--- GIVEN PASSAGE ---

****

Tuesday, June 2, 2009

Immutability (Part 3)

Update: Adam Kennedy has written on this topic from a more Perlish point of view.

In order to comfortably work with complex immutable data structures we need appropriate tools. When editing mutable data you may simply locate the point where you want to make a modification, and change it in place. When all data is immutable you obviously can't do that, but you mustn't clone everything manually either. There are tools that let you express purely functional modifications in a manner similar to mutable updates. These tools make the benefits of a immutable data a more attractive tradeoff.

Immutably updating a simple record is easy:

my $renamed = $person->clone(
    name => "Hefetz",
);

The difficulties arise when you have a more complex hierarchy. With just one more level of indirection the update is already a pain in the ass:

my $updated = $container->clone(
    the_person => $person->clone(
        name => "Hefetz",
    ),
);

When modifying an immutable structure you need to capture the context in which you are making the modification, and alter it as well.

Fortunately there are quite a few generic solutions to this problem.

Mapping

Mapping a list of items in Perl is very easy, but not everything is a list. Compared to Haskell's builtin Functor type class Perl's map is pretty lame. In Haskell you can call fmap on any value that is mappable regardless of structure.

In Perl we may think of Functor as a role and of fmap as a method:

my $updated = $container->fmap(sub {
    my $item = shift;

    if ( $item->isa("Person") and $item->name eq $old_name ) {
        return $item->clone( name => $new_name );
    } else {
        return $item;
    }
});

The above code would recurse through $container, and whenever it finds an appropriate Person object it'll replace it with a clone.

****

Reproduce the blog post on immutability above word for word, from its date line through its last sentence, including the code samples.

--- ENTRIES ---

****

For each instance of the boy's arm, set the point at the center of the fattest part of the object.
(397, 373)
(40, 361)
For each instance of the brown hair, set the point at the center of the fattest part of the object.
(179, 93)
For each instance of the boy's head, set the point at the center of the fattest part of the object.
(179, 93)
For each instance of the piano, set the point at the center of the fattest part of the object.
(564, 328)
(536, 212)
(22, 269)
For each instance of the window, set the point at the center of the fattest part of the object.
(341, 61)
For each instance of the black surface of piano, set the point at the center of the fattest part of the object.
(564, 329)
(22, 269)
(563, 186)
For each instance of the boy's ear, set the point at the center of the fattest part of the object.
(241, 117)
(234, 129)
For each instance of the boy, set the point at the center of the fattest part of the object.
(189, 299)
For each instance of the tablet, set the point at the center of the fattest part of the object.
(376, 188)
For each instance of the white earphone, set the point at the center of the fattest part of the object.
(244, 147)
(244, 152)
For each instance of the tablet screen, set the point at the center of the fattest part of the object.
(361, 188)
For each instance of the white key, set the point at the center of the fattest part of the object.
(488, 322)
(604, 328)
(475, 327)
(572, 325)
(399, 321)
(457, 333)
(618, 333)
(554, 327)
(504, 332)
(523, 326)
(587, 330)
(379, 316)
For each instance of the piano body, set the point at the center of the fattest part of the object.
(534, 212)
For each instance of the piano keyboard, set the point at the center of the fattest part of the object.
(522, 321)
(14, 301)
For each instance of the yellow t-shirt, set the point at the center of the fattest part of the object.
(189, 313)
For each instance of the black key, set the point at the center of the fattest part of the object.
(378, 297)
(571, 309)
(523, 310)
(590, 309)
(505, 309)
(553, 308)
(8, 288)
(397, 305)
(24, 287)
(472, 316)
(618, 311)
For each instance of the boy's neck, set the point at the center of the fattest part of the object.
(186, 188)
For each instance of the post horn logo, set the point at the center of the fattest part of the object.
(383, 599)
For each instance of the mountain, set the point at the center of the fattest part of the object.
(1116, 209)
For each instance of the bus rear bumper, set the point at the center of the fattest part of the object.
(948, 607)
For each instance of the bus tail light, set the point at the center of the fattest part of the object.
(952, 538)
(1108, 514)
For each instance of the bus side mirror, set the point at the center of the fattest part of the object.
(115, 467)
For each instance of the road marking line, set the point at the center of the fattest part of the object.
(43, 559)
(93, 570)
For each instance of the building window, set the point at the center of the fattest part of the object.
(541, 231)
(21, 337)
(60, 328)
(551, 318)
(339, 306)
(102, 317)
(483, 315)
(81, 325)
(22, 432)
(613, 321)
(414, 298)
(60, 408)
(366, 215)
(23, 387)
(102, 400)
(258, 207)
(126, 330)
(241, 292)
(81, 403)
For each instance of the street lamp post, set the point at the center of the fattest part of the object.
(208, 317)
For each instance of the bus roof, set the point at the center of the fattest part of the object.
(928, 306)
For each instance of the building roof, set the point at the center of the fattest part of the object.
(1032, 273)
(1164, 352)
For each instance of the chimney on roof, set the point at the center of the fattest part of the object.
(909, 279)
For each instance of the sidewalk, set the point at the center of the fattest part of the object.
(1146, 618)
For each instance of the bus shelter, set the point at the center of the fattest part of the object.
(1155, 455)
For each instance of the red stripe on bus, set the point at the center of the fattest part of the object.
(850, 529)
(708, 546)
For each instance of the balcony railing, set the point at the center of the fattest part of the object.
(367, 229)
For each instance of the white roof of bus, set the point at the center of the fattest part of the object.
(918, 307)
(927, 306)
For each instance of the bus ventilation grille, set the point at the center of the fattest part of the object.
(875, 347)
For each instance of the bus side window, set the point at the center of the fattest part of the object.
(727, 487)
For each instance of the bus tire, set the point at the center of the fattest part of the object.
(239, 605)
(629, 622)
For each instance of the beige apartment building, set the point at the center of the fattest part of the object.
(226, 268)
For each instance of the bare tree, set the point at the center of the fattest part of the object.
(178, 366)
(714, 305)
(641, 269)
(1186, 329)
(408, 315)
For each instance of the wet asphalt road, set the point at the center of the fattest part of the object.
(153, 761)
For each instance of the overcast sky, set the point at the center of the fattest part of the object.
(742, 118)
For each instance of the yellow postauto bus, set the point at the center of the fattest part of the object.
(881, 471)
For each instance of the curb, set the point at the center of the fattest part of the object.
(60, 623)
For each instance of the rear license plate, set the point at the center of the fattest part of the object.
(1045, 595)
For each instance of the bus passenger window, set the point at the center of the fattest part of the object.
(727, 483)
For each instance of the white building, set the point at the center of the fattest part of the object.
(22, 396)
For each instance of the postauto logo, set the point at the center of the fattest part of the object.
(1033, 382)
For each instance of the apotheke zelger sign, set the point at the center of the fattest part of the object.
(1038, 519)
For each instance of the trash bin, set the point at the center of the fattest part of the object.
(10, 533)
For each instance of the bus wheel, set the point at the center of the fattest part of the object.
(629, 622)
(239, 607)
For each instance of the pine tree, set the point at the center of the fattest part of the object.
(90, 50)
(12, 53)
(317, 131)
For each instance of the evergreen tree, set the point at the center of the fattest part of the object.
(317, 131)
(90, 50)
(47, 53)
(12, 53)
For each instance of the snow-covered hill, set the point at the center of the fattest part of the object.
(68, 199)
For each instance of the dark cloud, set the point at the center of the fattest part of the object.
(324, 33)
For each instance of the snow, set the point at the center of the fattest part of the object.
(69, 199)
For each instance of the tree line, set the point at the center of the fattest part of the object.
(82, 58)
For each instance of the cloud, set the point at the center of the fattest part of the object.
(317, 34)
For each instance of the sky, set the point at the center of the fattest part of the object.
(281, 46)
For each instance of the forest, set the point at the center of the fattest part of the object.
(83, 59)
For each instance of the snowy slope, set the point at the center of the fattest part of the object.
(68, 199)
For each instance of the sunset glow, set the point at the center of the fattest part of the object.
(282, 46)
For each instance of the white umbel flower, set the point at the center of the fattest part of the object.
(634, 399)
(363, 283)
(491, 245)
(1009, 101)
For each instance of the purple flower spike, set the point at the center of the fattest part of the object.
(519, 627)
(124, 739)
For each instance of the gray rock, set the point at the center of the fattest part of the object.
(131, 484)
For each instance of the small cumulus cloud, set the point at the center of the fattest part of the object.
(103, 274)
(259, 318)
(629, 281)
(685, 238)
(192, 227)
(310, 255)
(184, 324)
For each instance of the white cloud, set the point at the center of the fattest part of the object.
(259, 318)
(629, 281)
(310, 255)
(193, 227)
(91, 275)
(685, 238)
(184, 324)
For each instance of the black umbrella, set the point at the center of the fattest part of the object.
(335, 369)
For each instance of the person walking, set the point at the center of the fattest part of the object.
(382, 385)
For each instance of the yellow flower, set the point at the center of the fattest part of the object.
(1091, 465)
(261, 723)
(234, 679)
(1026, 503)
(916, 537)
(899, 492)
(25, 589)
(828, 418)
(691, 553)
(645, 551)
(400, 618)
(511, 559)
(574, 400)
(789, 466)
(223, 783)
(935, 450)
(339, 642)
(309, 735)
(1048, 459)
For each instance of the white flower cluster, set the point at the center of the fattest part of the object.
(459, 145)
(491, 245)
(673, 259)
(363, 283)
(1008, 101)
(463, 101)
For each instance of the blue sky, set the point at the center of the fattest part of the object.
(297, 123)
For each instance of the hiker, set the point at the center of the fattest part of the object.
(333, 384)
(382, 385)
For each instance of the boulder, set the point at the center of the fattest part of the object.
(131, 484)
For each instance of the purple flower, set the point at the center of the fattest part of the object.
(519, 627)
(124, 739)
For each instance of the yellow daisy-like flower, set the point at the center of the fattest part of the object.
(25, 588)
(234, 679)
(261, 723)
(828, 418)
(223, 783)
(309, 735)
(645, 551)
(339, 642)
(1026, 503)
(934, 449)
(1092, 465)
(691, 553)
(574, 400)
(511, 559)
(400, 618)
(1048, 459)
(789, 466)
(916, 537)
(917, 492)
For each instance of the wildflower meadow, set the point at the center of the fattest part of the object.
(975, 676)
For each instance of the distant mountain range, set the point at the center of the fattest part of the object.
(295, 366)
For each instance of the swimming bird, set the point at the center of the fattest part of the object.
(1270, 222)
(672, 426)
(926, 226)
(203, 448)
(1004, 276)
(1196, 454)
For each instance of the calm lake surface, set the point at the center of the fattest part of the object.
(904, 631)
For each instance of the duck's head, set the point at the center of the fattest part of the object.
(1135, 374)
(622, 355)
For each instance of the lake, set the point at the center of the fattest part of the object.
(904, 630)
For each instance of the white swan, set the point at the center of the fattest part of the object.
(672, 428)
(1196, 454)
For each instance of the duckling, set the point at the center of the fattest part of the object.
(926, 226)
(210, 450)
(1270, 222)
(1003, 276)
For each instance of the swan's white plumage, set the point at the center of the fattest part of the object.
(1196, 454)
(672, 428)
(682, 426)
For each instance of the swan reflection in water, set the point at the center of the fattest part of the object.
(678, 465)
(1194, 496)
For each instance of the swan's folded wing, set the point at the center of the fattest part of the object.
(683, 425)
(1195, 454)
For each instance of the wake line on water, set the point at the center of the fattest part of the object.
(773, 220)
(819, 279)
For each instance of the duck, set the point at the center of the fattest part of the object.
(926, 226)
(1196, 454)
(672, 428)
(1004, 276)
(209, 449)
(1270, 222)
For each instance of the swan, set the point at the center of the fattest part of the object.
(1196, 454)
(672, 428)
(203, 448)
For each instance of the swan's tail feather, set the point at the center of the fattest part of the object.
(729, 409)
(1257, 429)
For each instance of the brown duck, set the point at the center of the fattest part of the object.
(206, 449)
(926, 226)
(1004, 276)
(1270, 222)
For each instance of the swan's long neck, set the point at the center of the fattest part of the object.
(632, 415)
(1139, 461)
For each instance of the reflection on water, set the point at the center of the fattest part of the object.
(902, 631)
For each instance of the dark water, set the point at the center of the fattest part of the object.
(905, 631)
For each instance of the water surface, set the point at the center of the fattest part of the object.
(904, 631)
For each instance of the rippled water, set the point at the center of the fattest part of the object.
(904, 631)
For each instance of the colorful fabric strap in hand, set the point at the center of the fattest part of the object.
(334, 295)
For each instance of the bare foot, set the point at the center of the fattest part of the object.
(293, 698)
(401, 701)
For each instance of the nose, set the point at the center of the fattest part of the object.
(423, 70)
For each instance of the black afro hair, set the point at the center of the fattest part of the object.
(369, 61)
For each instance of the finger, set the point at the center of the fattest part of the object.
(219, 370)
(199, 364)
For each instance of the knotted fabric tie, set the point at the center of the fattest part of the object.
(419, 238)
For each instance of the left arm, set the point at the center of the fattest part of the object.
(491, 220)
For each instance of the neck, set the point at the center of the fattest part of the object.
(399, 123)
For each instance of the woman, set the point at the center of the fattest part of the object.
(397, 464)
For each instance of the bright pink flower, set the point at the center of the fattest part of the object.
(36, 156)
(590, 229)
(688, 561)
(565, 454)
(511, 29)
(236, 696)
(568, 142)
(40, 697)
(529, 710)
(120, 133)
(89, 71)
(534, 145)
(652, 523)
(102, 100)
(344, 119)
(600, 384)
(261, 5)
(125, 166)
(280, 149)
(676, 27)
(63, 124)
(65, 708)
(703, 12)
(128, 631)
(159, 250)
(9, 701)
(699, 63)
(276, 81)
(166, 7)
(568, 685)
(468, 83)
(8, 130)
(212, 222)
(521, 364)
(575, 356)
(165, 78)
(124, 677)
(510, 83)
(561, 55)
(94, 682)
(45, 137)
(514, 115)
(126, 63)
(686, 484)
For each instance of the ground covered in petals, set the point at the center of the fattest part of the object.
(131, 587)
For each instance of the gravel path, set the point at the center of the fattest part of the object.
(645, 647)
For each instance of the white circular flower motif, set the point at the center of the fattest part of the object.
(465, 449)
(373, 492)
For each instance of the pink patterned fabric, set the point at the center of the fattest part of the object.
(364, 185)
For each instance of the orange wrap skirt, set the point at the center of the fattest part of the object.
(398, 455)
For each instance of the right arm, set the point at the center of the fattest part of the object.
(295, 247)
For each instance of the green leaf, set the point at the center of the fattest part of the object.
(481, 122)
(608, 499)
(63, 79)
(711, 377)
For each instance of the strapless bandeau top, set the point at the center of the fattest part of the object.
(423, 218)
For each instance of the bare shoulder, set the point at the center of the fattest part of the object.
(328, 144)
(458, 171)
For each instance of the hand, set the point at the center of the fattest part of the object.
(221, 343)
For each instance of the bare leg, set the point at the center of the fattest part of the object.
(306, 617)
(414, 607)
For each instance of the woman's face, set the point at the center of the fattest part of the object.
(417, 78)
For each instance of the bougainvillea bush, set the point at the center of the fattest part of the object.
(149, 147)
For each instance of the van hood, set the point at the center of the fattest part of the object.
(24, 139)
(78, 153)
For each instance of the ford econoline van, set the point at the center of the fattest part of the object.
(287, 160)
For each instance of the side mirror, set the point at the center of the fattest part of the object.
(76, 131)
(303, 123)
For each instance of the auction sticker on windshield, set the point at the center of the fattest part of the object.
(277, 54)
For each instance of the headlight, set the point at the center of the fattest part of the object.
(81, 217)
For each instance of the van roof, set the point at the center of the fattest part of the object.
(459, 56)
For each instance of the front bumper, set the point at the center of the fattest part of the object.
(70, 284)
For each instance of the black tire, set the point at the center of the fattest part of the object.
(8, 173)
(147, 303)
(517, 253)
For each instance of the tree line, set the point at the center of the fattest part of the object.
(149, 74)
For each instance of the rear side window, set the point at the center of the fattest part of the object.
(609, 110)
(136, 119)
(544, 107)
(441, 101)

****

--- RESULT BELOW ---
Tuesday, June 2, 2009

Immutability (Part 3)

Update: Adam Kennedy has written on this topic from a more Perlish point of view.

In order to comfortably work with complex immutable data structures we need appropriate tools. When editing mutable data you may simply locate the point where you want to make a modification, and change it in place. When all data is immutable you obviously can't do that, but you mustn't clone everything manually either. There are tools that let you express purely functional modifications in a manner similar to mutable updates. These tools make the benefits of a immutable data a more attractive tradeoff.

Immutably updating a simple record is easy:

my $renamed = $person->clone(
    name => "Hefetz",
);

The difficulties arise when you have a more complex hierarchy. With just one more level of indirection the update is already a pain in the ass:

my $updated = $container->clone(
    the_person => $person->clone(
        name => "Hefetz",
    ),
);

When modifying an immutable structure you need to capture the context in which you are making the modification, and alter it as well.

Fortunately there are quite a few generic solutions to this problem.

Mapping

Mapping a list of items in Perl is very easy, but not everything is a list. Compared to Haskell's builtin Functor type class Perl's map is pretty lame. In Haskell you can call fmap on any value that is mappable regardless of structure.

In Perl we may think of Functor as a role and of fmap as a method:

my $updated = $container->fmap(sub {
    my $item = shift;

    if ( $item->isa("Person") and $item->name eq $old_name ) {
        return $item->clone( name => $new_name );
    } else {
        return $item;
    }
});

The above code would recurse through $container, and whenever it finds an appropriate Person object it'll replace it with a clone.